<<<<
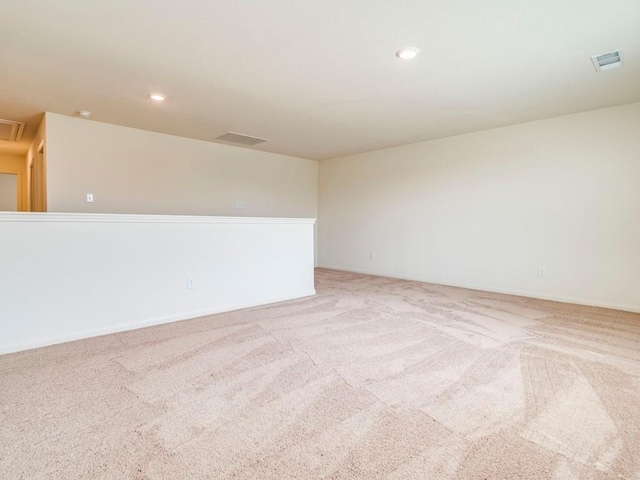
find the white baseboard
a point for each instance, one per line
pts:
(520, 293)
(70, 337)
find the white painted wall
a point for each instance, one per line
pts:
(70, 276)
(136, 171)
(486, 210)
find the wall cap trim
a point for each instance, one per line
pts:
(135, 218)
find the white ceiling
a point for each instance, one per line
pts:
(317, 77)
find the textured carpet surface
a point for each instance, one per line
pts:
(371, 378)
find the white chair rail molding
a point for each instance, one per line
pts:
(66, 276)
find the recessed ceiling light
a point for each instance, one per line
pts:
(407, 53)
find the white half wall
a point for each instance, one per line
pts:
(71, 276)
(486, 210)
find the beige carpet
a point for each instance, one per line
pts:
(371, 378)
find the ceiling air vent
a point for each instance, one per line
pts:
(607, 61)
(241, 139)
(11, 131)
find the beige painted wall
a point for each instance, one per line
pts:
(136, 171)
(17, 165)
(487, 209)
(37, 200)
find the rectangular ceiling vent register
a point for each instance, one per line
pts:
(607, 61)
(11, 131)
(241, 139)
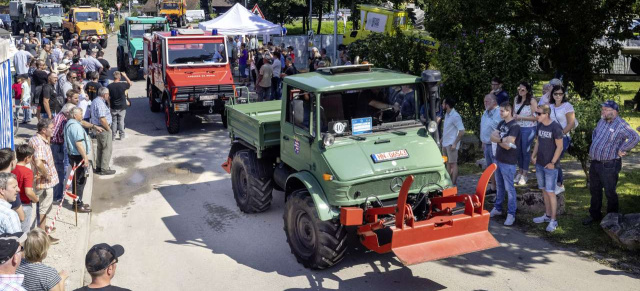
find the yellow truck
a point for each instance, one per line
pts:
(175, 11)
(376, 19)
(86, 21)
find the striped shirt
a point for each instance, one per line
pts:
(100, 109)
(42, 151)
(611, 137)
(11, 282)
(58, 128)
(38, 276)
(9, 221)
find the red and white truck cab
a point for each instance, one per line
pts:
(188, 72)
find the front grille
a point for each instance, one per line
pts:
(208, 89)
(88, 32)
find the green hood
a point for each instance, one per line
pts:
(351, 160)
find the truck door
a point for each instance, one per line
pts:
(296, 136)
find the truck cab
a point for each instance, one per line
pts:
(130, 53)
(188, 72)
(86, 21)
(174, 11)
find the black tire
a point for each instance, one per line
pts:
(152, 94)
(316, 244)
(172, 120)
(251, 181)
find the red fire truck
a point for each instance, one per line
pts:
(188, 72)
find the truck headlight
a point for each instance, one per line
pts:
(328, 139)
(432, 127)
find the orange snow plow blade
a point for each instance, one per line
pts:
(442, 234)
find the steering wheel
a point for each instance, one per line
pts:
(379, 117)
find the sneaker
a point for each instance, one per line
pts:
(53, 240)
(517, 178)
(523, 180)
(542, 219)
(553, 224)
(510, 220)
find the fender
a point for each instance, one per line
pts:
(325, 212)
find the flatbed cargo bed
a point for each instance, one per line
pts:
(256, 124)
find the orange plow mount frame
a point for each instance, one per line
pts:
(442, 235)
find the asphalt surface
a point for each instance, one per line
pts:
(171, 206)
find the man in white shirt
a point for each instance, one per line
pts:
(451, 136)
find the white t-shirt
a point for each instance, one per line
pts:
(559, 114)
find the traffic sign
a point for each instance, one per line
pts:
(256, 10)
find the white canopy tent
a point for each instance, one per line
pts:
(240, 21)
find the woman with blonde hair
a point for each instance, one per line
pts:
(38, 276)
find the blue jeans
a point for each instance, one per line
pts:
(524, 148)
(546, 178)
(61, 161)
(504, 182)
(566, 141)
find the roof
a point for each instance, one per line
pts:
(322, 82)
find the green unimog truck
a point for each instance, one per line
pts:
(347, 146)
(130, 54)
(40, 17)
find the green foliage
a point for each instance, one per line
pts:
(399, 52)
(588, 114)
(470, 61)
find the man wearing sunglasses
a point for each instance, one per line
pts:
(10, 256)
(101, 262)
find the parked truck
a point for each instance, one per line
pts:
(40, 17)
(130, 53)
(86, 21)
(188, 72)
(347, 148)
(174, 10)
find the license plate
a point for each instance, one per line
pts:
(390, 156)
(208, 97)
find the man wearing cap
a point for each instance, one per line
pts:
(11, 252)
(9, 220)
(101, 262)
(612, 139)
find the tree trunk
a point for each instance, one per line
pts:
(319, 18)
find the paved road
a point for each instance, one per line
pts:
(171, 206)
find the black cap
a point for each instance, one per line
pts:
(9, 244)
(100, 256)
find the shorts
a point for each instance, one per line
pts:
(452, 155)
(546, 178)
(45, 197)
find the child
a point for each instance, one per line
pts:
(24, 175)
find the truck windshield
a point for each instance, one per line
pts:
(139, 29)
(87, 16)
(196, 53)
(170, 6)
(385, 107)
(51, 11)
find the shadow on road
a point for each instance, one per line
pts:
(206, 218)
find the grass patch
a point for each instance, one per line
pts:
(571, 233)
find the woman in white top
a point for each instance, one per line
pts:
(525, 106)
(562, 112)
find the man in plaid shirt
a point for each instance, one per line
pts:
(611, 140)
(46, 176)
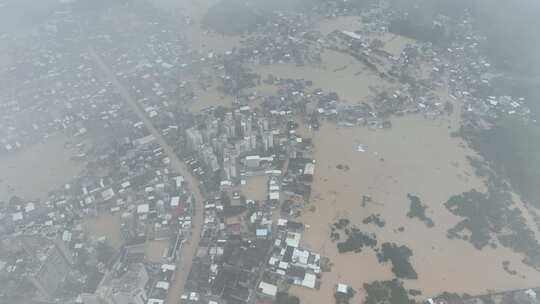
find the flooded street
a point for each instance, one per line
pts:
(38, 169)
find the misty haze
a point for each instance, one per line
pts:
(279, 151)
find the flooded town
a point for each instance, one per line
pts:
(230, 151)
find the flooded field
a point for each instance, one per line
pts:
(105, 225)
(210, 97)
(419, 157)
(35, 171)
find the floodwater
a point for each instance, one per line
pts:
(210, 97)
(36, 170)
(417, 156)
(155, 250)
(105, 225)
(199, 38)
(340, 73)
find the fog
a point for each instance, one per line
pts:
(287, 151)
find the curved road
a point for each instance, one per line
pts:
(189, 247)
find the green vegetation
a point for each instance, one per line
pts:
(386, 292)
(510, 42)
(356, 240)
(489, 217)
(375, 219)
(399, 256)
(481, 218)
(510, 150)
(418, 210)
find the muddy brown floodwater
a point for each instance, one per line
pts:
(417, 156)
(38, 169)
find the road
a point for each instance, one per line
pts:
(189, 247)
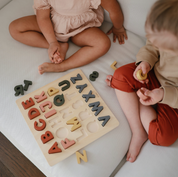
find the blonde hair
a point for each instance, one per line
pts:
(164, 16)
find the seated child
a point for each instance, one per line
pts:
(159, 59)
(58, 20)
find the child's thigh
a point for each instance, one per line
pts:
(163, 130)
(91, 37)
(24, 24)
(123, 79)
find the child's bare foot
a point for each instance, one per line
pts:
(108, 80)
(55, 67)
(60, 56)
(136, 144)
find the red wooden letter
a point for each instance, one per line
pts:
(28, 103)
(40, 97)
(54, 149)
(41, 127)
(32, 113)
(67, 143)
(46, 137)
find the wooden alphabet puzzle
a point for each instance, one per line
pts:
(66, 115)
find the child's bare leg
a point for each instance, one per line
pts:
(27, 31)
(108, 80)
(130, 105)
(147, 114)
(94, 44)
>>>>
Write out the whole listing above word for word, leaving out the pictures.

find the white baseboard
a point for each instance, one per line
pts:
(520, 293)
(70, 337)
find the white painted wall
a point for each instance, one per line
pts:
(70, 276)
(136, 171)
(486, 210)
find the wall cap trim
a point for each instance, one per line
pts:
(135, 218)
find the white ceiling
a point for each instance, one per line
pts:
(317, 77)
find the textured carpet surface
a point for each instance, one per line
pts:
(371, 378)
find the white chair rail molding
a point for each instance, one per line
pts:
(66, 276)
find the recessed ceiling light
a point for each instance, one per line
pts:
(407, 53)
find the white half wall
a point for each instance, one per line
pts:
(71, 276)
(486, 210)
find the beige carpet
a point for each instance, one per line
pts:
(371, 378)
find the ceiling air vent
a point for each instance, one per line
pts:
(607, 61)
(241, 139)
(11, 131)
find the beige painted wall
a point for each instance, one per line
pts:
(136, 171)
(17, 165)
(487, 209)
(37, 200)
find the rectangular ceiling vent register
a point for each instance, one per line
pts:
(607, 61)
(11, 131)
(241, 139)
find the yellow truck
a point for each instance, one per line
pts:
(175, 11)
(376, 19)
(86, 21)
find the striped shirt
a point for each instance, one per line
pts:
(100, 109)
(42, 151)
(611, 137)
(11, 282)
(58, 128)
(38, 276)
(9, 221)
find the red and white truck cab
a point for each instance, one per line
pts:
(188, 72)
find the front grille
a point for each instance, one per line
pts:
(208, 89)
(88, 32)
find the green hood
a point for each instance, one per line
pts:
(351, 160)
find the truck door
a point for each instance, one per line
pts:
(296, 136)
find the truck cab
a point for each instance, one per line
pts:
(130, 53)
(188, 72)
(86, 21)
(174, 11)
find the black tire
a point for each instance, one per line
pts:
(152, 94)
(316, 244)
(172, 120)
(251, 181)
find the red fire truck
a point for each instance, one per line
pts:
(188, 72)
find the truck headlight
a point for each instance, one per line
pts:
(328, 139)
(432, 127)
find the orange snow plow blade
a point for each instance, one per line
pts:
(442, 234)
find the steering wheel
a point for each instance, one per line
pts:
(379, 117)
find the sneaker
a point for each instance, one per line
pts:
(53, 240)
(517, 178)
(523, 180)
(542, 219)
(553, 224)
(510, 220)
find the fender
a point for each instance, one per line
pts:
(325, 212)
find the flatbed cargo bed
a point for each instance, one per line
pts:
(256, 124)
find the orange plow mount frame
a point for each instance, one per line
pts:
(442, 235)
find the asphalt surface
a point for each instance, one per line
pts:
(171, 206)
find the man in white shirt
a point for each instance, one per line
pts:
(451, 136)
find the white t-shirt
a point for each instance, one per line
pts:
(559, 114)
find the traffic sign
a point for each instance, one per line
pts:
(256, 10)
find the white canopy tent
a point for each instance, one per line
pts:
(240, 21)
find the woman with blonde hair
a point for each instance, one per line
pts:
(38, 276)
find the blue jeans
a point for each instance, one per line
pts:
(524, 148)
(546, 178)
(61, 161)
(504, 182)
(566, 141)
find the roof
a point for each instance, one per line
pts:
(322, 82)
find the green unimog truck
a point for each instance, one per line
pts:
(347, 146)
(130, 54)
(40, 17)
find the green foliage
a point for each instance, one per line
pts:
(399, 52)
(588, 114)
(470, 61)
find the man wearing sunglasses
a point for each instance, one per line
pts:
(10, 256)
(101, 262)
find the parked truck
a point for each instance, one per line
pts:
(40, 17)
(130, 53)
(86, 21)
(188, 72)
(347, 148)
(174, 10)
find the license plate
a point for each instance, one per line
pts:
(390, 156)
(208, 97)
find the man wearing cap
a point for each instance, one per line
pts:
(11, 252)
(9, 220)
(101, 262)
(612, 139)
find the tree trunk
a point for each instance, one per line
pts:
(319, 18)
find the paved road
a point for each instance, one per line
pts:
(171, 206)
find the black cap
a point for each instance, one per line
pts:
(9, 244)
(100, 256)
find the shorts
a point for each instance, one per line
pts:
(452, 155)
(546, 178)
(45, 197)
find the child
a point for each instance, one per line
pts:
(24, 175)
find the truck windshield
a point for each instance, one per line
pts:
(139, 29)
(87, 16)
(196, 53)
(170, 6)
(385, 107)
(51, 11)
find the shadow on road
a point for each instance, one per line
pts:
(206, 218)
find the grass patch
a point for each instance, one per line
pts:
(571, 233)
find the woman in white top
a point for each instance, one per line
pts:
(525, 106)
(562, 112)
find the man in plaid shirt
a point for each instance, one per line
pts:
(611, 140)
(46, 176)
find the flooded street
a point for each instance, one per line
pts:
(38, 169)
find the misty haze
a point for each instance, one per line
pts:
(279, 151)
find the flooded town
a point for each instance, one per line
pts:
(230, 151)
find the flooded field
a point for each instance, one per line
pts:
(105, 225)
(210, 97)
(419, 157)
(35, 171)
find the floodwater
a point for each instance, one per line
pts:
(210, 97)
(36, 170)
(417, 156)
(155, 250)
(105, 225)
(199, 38)
(340, 73)
find the fog
a point for each instance, one per line
pts:
(287, 151)
find the curved road
a point for each instance, one per line
pts:
(189, 247)
find the green vegetation
a point for each instance, one per line
pts:
(386, 292)
(510, 42)
(356, 240)
(489, 217)
(375, 219)
(399, 256)
(481, 218)
(510, 150)
(418, 210)
find the muddy brown floodwater
a point for each instance, one per line
pts:
(417, 156)
(38, 169)
find the road
a point for each instance, one per line
pts:
(189, 247)
find the blonde hair
a point for each instance, one per line
pts:
(164, 16)
find the seated child
a point for each instance, one per line
pts:
(159, 59)
(58, 20)
find the child's thigh
a point for each instance, one per line
pts:
(163, 130)
(91, 37)
(24, 24)
(123, 79)
find the child's bare foot
a point for each instance, one per line
pts:
(108, 80)
(55, 67)
(60, 56)
(136, 144)
find the red wooden letter
a point for each instance, one per line
pts:
(28, 103)
(40, 97)
(54, 149)
(41, 127)
(32, 113)
(67, 143)
(46, 137)
find the wooden alphabet puzzle
a point for each instance, one per line
pts:
(66, 115)
find the child's bare leg
a point for each instance, one per line
pts:
(27, 31)
(108, 80)
(130, 105)
(147, 114)
(94, 44)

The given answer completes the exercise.